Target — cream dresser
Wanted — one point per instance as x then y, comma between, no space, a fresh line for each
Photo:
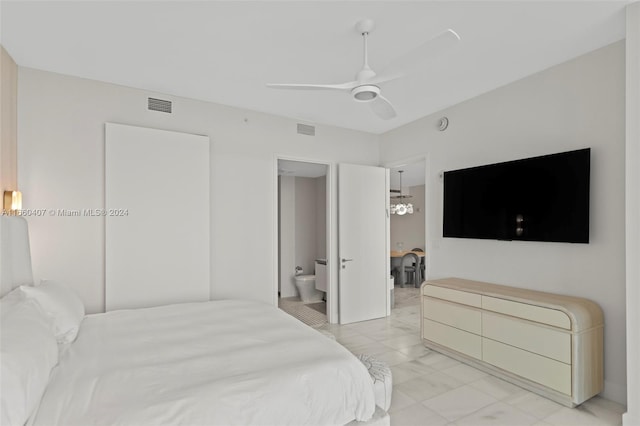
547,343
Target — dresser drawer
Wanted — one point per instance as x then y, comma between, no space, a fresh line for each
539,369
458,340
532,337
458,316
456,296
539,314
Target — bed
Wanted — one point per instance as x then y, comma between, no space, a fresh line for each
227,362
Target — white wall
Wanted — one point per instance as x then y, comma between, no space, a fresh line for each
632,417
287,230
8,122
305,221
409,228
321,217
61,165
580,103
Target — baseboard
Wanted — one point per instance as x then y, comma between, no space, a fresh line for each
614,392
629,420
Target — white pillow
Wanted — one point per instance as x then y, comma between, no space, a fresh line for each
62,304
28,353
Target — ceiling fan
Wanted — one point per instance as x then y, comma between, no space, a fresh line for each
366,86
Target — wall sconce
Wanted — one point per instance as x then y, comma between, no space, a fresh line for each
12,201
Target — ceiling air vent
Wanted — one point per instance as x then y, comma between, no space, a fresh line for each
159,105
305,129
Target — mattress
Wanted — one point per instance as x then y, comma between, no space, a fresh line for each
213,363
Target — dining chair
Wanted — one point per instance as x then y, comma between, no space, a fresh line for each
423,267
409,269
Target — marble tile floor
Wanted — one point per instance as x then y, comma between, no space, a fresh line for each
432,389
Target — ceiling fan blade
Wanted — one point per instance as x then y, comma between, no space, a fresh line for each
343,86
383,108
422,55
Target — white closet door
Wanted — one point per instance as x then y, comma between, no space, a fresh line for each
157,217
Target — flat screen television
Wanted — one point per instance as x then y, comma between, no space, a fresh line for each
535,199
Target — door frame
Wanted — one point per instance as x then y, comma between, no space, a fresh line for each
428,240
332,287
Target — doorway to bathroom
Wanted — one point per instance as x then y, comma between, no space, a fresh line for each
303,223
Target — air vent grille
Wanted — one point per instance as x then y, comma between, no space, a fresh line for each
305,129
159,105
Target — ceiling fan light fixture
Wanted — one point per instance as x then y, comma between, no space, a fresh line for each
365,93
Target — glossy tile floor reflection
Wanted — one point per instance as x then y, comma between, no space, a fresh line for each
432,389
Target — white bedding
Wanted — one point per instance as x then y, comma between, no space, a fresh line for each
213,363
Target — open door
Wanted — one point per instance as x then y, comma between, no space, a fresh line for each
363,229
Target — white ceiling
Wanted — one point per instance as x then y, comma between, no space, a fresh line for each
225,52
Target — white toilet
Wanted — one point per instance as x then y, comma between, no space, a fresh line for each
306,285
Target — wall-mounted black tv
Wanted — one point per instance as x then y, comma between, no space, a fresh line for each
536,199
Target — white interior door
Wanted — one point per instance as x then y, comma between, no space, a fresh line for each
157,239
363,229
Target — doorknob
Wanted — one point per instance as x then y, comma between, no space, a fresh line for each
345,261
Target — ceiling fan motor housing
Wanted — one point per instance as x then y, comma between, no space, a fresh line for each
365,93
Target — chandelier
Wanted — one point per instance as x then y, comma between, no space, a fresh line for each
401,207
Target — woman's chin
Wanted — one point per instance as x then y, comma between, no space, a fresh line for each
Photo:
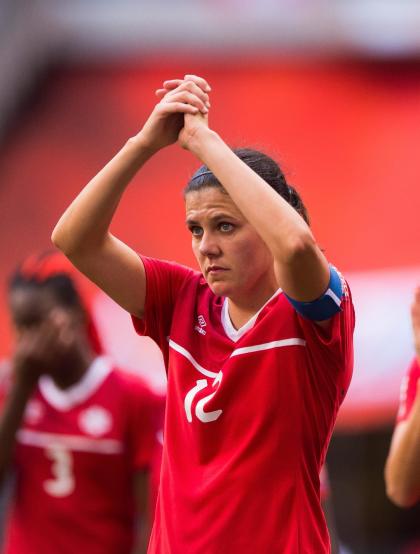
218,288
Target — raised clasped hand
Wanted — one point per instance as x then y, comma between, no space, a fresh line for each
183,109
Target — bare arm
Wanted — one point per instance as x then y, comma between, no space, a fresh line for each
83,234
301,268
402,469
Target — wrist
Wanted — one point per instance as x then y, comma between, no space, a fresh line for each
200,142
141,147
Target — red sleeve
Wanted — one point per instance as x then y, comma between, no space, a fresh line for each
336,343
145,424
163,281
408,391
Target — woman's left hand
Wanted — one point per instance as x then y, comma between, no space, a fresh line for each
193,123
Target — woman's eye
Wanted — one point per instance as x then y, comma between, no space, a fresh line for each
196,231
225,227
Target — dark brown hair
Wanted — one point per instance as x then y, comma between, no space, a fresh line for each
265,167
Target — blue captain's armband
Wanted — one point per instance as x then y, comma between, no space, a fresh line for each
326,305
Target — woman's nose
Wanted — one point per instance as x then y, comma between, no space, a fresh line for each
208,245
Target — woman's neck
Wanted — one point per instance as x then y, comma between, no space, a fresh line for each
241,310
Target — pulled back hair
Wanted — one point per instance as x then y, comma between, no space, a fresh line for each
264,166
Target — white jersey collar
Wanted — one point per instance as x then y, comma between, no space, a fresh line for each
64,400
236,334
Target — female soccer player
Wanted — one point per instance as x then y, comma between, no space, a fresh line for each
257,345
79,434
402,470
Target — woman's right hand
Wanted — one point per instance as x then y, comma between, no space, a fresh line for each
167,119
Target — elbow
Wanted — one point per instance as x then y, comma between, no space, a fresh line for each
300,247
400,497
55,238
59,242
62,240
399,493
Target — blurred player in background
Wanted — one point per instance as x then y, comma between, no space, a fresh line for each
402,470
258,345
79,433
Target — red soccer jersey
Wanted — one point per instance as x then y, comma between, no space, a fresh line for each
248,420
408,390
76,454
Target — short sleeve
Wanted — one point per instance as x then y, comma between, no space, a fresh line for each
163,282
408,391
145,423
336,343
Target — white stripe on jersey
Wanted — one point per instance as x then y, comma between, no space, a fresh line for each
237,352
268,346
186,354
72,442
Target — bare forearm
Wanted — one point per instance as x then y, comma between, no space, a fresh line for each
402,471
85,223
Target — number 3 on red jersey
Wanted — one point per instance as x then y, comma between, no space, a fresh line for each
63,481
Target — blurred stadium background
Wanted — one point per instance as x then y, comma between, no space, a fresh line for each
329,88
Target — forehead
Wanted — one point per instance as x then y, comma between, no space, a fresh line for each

+ + + + +

§ **Instructions for the task**: Write out again every line above exactly as given; the pictures do not belong in the copy.

§ **Response box**:
Target — cream dresser
Wanted — one point per instance as x then y, comma between, no space, a fresh line for each
Photo:
547,343
Target — dresser drawer
Wanted — one point per instance as x then y, comma between, no space, a fresh line for each
539,369
458,340
532,337
458,316
456,296
539,314
Target — bed
Wanted — one point per instance as x then y, comma between, no space, a fresh line for each
227,362
Target — white wall
Wanted — one point per instance as x then y, comma between, no space, a fresh line for each
632,417
287,230
8,122
305,221
409,228
321,217
61,165
580,103
Target — baseboard
Wanted — one point per instance as x then y, comma between, no space, a fresh line for each
614,392
629,420
Target — white pillow
Wanted — one point per instance as x then y, comma between, no space, a fresh line for each
62,304
28,353
Target — ceiling fan
Wanted — one point per instance as x then y, comma between, no space, a fresh line for each
366,86
Target — wall sconce
Wanted — one point per instance as x then y, comma between, no space, a fresh line for each
12,201
Target — ceiling air vent
Wanted — one point per instance as x then y, comma between, no space, a fresh line for each
159,105
305,129
Target — mattress
Wanted — one point per instance as x then y, comma between, no space, a fresh line for each
213,363
Target — dining chair
Wanted — one point per instance as x then y, comma between, no space, a fresh line for each
423,267
409,269
Target — marble tile floor
Wanted — one point per instance as x then y, comma between, no space, a fresh line for each
432,389
Target — ceiling fan blade
Wanted — one point per instance as x then y, comma between, no space, a fresh line for each
343,86
383,108
422,55
Target — white closet door
Wanted — one point per instance as x then y, comma between, no space, a fresh line for each
157,217
Target — flat screen television
Wanted — one point per instance as x then y, comma between, no space, a fresh line for each
535,199
Target — door frame
Wanted — one point per instance as x then y, comma between, no space, a fresh line for each
428,240
332,287
Target — doorway to bathroom
Wanted — one point per instance as x then y, comma between, no space, a fresh line for each
303,223
Target — air vent grille
Wanted — one point per instance as x then y, comma between, no space, a fresh line for each
305,129
159,105
Target — ceiling fan light fixture
Wanted — one point per instance as x then y, comma between, no space, a fresh line for each
365,93
Target — glossy tile floor reflection
Wanted — one point per instance as x then y, comma between, no space, a fresh line for each
432,389
Target — white bedding
Wanted — one point per instance as x then y, comma between, no space, a fresh line for each
213,363
Target — open door
Wanted — one point per instance as x then y, comma between, no space, a fresh line for each
363,229
Target — white ceiling
Wanted — one point per instance as x then y, comma between, no space, a fresh line for each
225,52
Target — white toilet
Wanted — one point per instance as x then y, comma between, no space, a fresh line for each
306,285
Target — wall-mounted black tv
Wanted — one point per instance as x then y, comma between, no space, a fresh line for each
536,199
Target — white interior door
Wanted — one point per instance as x then y, comma between, no space, a fresh line for each
157,239
363,229
Target — doorknob
Wanted — one point per instance as x then y, comma between, no space, a fresh line for each
345,261
Target — ceiling fan motor housing
Wanted — one point per instance as x then y, comma between, no space, a fresh line for each
365,93
Target — chandelier
Wanted — one point per instance as x then y, comma between, no space, a fresh line for each
401,207
Target — woman's chin
Wanted — one point per instance as x then y, comma between, no space, a fresh line for each
Photo:
218,288
Target — raised clasped hand
Wanted — one point per instance as x then y, comma between, no space, a fresh line for each
183,109
Target — bare arm
Wanted — one point per instance as x then y, comma between, no space, a fresh line for each
83,234
301,268
402,469
Target — wrist
Wanted — one point per instance as x then y, comma between, no space, a fresh line for each
200,142
141,147
Target — red sleeve
Wanted — one point per instance as x then y, comma between, no space, a fresh line for each
336,343
145,424
163,281
408,391
Target — woman's left hand
Wanted — one point per instance as x then y, comma between, no space, a fresh line for each
193,123
Target — woman's eye
Wanted — one point per instance as x then y, comma between, no space, a fresh line for each
196,231
225,227
Target — dark brown hair
Wanted — one point per instance as x then y, comma between, no space, a fresh line for each
265,167
Target — blue captain's armband
Wanted — one point per instance as x then y, comma between, no space, a fresh line for each
326,305
Target — woman's nose
Wanted — one point per instance as x then y, comma between, no space, a fresh line for each
208,245
Target — woman's neck
Wanted — one point per instance as x then y, comma between, no space, a fresh line for each
241,310
Target — pulled back hair
Wanted — one point per instance as x then y, comma between, no space, a fresh line for each
264,166
Target — white jersey collar
Wanted — one point per instance as x then y, comma between, no space, a fresh line for each
64,400
236,334
Target — female soccer player
Wanted — one point per instance as x then y, comma between, no space, a fresh line for each
257,345
79,434
402,470
Target — woman's right hand
Wanted — one point per instance as x then y, comma between, no space, a fresh line for each
167,119
Target — elbow
Wanted — one point per instance as x then y, comma between, no space, a fresh line for each
300,247
400,497
55,238
59,242
62,240
399,493
Target — blurred player in background
Wanted — one point per instance as x then y, comma between, no space, a fresh line for each
402,470
258,345
79,433
Target — red soccer jersey
Wanted — one point per instance as x then y, comma between, no space, a fresh line for each
248,420
408,390
76,454
Target — short sleeve
Wanted — one point per instance as x then y, comma between, no space, a fresh line for each
163,282
408,391
145,423
336,343
Target — white stripe on jersey
Wanted — one point per instance as x then y, comma between, no space, a fresh line for each
237,352
268,346
186,354
72,442
Target — bare forearm
Wanted — one point per instance as x then y, comma between, no space, a fresh line for each
402,471
85,223
Target — number 3 on red jersey
Wanted — one point per instance as x then y, comma between, no space, a fresh line for each
63,481
Target — blurred stadium background
Wanted — one point per instance as x then y, comma between, no space, a fresh line for each
329,88
Target — forehead
Wanted — one point per instance as x then y, comma between, no space, a fresh line for each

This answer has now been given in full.